GIVEN EXERCISE 1: In the blog entries, which stuffed animal does Elaine like best to put in Trudy's kennel?
GIVEN EXERCISE 2: Resume the blog entries after their final sentence.

DOCUMENT PASSAGE:
Saturday, July 5, 2008

Elaine has a third tooth.

Monday, June 30, 2008

I've read about half of the issue of The Nautilus Engine with my story, "The Necromouser," in it. I think they put it up last night. At least, that's when I found it. Anyway, it's pretty exciting to see how the editors have pulled all these very different but thematically connected stories together. They're all about death and resurrection -- but, each story has its own spin on resurrection. I can't wait to read the rest. Hopefully, Elaine will let me read some more tomorrow.

Speaking of Elaine, she's invented her first pretend game. She takes dog-like stuffed animals (her favorite is a fox) and puts them in Trudy's kennel. She knows that's where dogs go, and she finds it endlessly entertaining to put them there.

Well... Not "endlessly," obviously. If she really found it "endlessly" entertaining, I'd have a little more time to read The Nautilus Engine. Ah well. It's cute anyway, even if it's not quite that time-consumingly useful.

Wednesday, June 25, 2008

It feels very circular for Dr. Who to be my favorite show of late. It's not a show I've watched regularly since before I can remember; however, I'm told it was my favorite show when I was Elaine's age. So, David Tennant will be Elaine's Peter Davison.

I've tried watching some episodes of Dr. Who from way back then. Mostly, my dvr has been picking up Tom Baker episodes, but it recently graduated to Peter Davison. I like Peter Davison better, but I don't think that has to do with a residual fondness from my very early childhood. He simply has a more similar style to David Tennant. Either way -- Tom Baker or Peter Davison -- the 70s/80s Dr. Who's are much slower paced than modern television. Combining that with the general low-budget cheesiness makes them a little hard to watch. I generally leave them playing in the background while I read. That way I can absorb some of the history of the show without my brain ending up too numbed.

One thing that's surprised me in watching the new Dr. Who's is that the episodes I like the very best are the horror ones. Dr. Who does the whole spectrum of flavors -- fantasy, sci-fi, and horror. And, as I would expect, I like the sci-fi, by and large, better than the fantasy. The basic rule is: the farther into the future it's set, the better. However, if it's all strange and suspenseful -- well, those are the ones I just love.

EXCERPTED DATA:
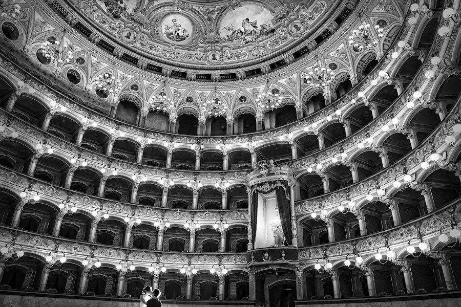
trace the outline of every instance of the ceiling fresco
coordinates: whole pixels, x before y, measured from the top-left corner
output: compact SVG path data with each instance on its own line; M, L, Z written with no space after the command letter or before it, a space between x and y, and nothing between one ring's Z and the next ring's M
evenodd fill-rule
M193 65L253 64L299 45L339 0L68 0L132 50ZM101 27L102 26L102 27Z

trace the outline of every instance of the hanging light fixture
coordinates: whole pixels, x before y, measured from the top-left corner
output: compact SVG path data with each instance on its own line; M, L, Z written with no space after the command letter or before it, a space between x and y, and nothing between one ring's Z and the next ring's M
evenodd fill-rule
M112 63L112 68L109 72L106 73L103 75L99 75L95 78L95 80L98 83L96 90L102 92L104 98L113 93L116 95L121 89L121 82L118 79L116 80L115 76L114 76L115 67L115 63Z
M374 31L378 32L376 35L371 30L371 26L366 24L362 18L362 15L359 14L360 19L360 26L358 29L352 31L352 35L349 37L349 45L351 46L356 51L363 51L365 48L369 50L378 47L378 42L383 38L383 29L379 25L374 26Z
M281 106L282 99L279 98L280 91L278 89L269 90L269 79L267 79L266 92L258 96L256 103L263 111L273 111Z
M320 64L318 55L316 55L316 59L317 61L317 65L315 68L312 66L307 68L310 71L309 74L304 78L304 82L317 89L320 87L324 89L334 80L334 73L332 72L329 68L325 69ZM327 73L327 78L325 78L324 75L325 71Z
M147 103L151 109L157 110L157 112L161 111L164 113L168 113L174 106L173 101L166 95L166 81L163 81L163 88L162 91L158 93L156 97L149 98Z
M225 117L227 114L227 106L221 101L218 97L218 92L216 86L215 86L215 97L211 100L203 102L202 109L207 117L214 116Z

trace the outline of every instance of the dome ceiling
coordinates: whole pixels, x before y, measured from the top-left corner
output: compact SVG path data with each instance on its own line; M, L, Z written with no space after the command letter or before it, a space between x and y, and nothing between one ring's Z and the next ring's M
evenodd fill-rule
M70 4L111 40L132 51L177 66L223 69L299 49L300 41L344 8L341 3L73 0Z

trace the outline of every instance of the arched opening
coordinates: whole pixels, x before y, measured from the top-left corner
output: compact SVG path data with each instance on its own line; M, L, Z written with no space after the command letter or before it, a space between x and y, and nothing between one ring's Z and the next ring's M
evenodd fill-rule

RESPONSE 1: A fox.

RESPONSE 2:
I hadn't realized before what a taste for the horror genre I have. I started to get a hint of it when I read some Lovecraft last year. He wasn't at all what I expected, and I found his stories strangely addictive in addition to merely strange. I think, before that, I equated "horror" with "slasher," which doesn't interest me. Suspense movies, however... I've always been drawn to those. So, the idea of horror as strange and suspenseful is much more intriguing.

Monday, June 23, 2008

Elaine is learning humor from Daniel looks at lolcat pictures with her -- he laughs at the captions; she loves all the pictures of animals. It's kind of frightening that this is where her sense of humor is being trained.

Apparently, she likes the pictures of kittens best.

Wednesday, June 18, 2008

New Brian Wilson album! September 2nd! (It's only been, oh, four years. 'Cause, while I love SMiLE and the X-mas album -- I can't help it -- they really don't count.)
The black birds at Mathews Beach search unwatched strollers for accessible eatables. The squirrels chase each other in circles around the trunks of trees. Loud clattering.

No camellia bushes or rhododendrons in attendance though. I think the squirrels scare them away.

Monday, June 16, 2008

Every weekend should be like this last weekend. On Friday, we went to a graduation party for one of my cousins in Olympia featuring tacos, banana splits, and a bunch of family I don't see all that often. Saturday, we went to a birthday party for one of Elaine's little cohorts. They're all turning a year old around now, and it's fun to watch them play together. Then, yesterday was Daniel's first Father's Day with Elaine. I made him banana bread and served him tea in his new Father's Day mug for breakfast. For lunch, we picnicked in the backyard (which thrilled Trudy) while scheming about what we'll do for Daniel's graduation party next year. Then, we had dinner at the Outback Steakhouse. Elaine allowed us to get through the meal, but only because I broke out the fruit loops. Those things are magical. I try not to overuse them, because I don't want their magic to wear out.

Like I said, a good weekend. Not many weekends sport a party or holiday every day. Though, Daniel was going through and tallying up all the holidays we do celebrate, and -- between birthdays, anniversaries, and conventional, cultural holidays -- we have one or more, pretty much every month. So, now I get to look forward to the July holidays: fireworks, followed by Elaine's birthday.

Wednesday, June 11, 2008

I'm really taken with one of the variations of "lol" that I recently ran into: "rofloctopus." It's the next step after "roflcopter," which is cute but doesn't really make sense. A helicopter can't roll on the floor very well, let alone laugh. An octopus, however...

Well, think about it. Really try to picture it. The tentacles. The rolling. The writhing. The laughter. It's a wonderful image.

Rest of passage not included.